▸ **TO DO**: In the listing below, find each line containing "instance" and report it.
== EXTRACTED RECORDS
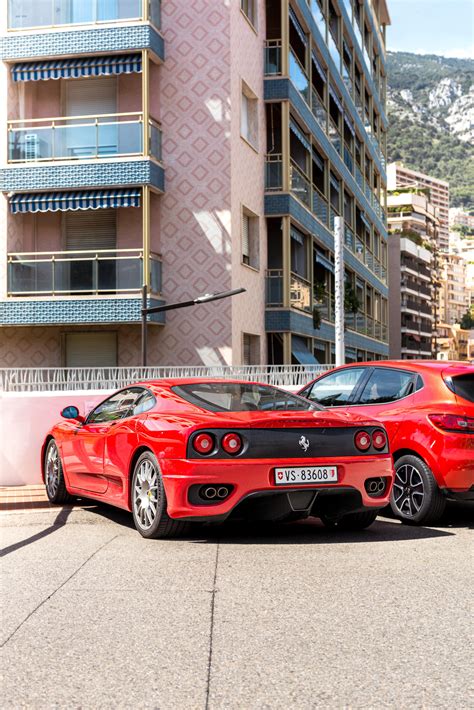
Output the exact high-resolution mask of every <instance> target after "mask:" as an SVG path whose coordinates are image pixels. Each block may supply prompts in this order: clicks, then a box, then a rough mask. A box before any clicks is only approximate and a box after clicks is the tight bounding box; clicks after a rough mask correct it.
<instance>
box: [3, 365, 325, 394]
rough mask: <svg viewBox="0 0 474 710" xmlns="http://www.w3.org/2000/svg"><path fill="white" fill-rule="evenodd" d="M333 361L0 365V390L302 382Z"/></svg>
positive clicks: (298, 384)
mask: <svg viewBox="0 0 474 710" xmlns="http://www.w3.org/2000/svg"><path fill="white" fill-rule="evenodd" d="M333 367H334V365H258V366H257V365H250V366H238V365H235V366H232V365H230V366H219V365H218V366H210V367H206V366H189V367H51V368H50V367H40V368H29V367H21V368H6V367H5V368H0V392H61V391H66V390H68V391H71V390H100V389H108V390H110V389H119V388H121V387H125V386H126V385H128V384H131V383H133V382H139V381H143V380H160V379H164V378H175V377H216V378H226V379H229V378H232V379H238V380H247V381H256V382H263V383H266V384H270V385H276V386H280V387H283V386H293V387H296V386H303V385H304V384H306V383H307V382H309V381H310V380H311V379H314V378H315V377H317V376H318V375H320V374H321V373H323V372H326V371H327V370H331V369H332V368H333Z"/></svg>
====
▸ **SOLVED PROBLEM**:
Output the exact high-resolution mask of every <instance> target after "mask:" as an SVG path whose coordinates are image pixels. Each block may supply prompts in this order: clicks, then a box, then a rough mask. A box before any clicks is only approximate and a box after clicks is the tight bounding box; clicks after a rough mask correct it.
<instance>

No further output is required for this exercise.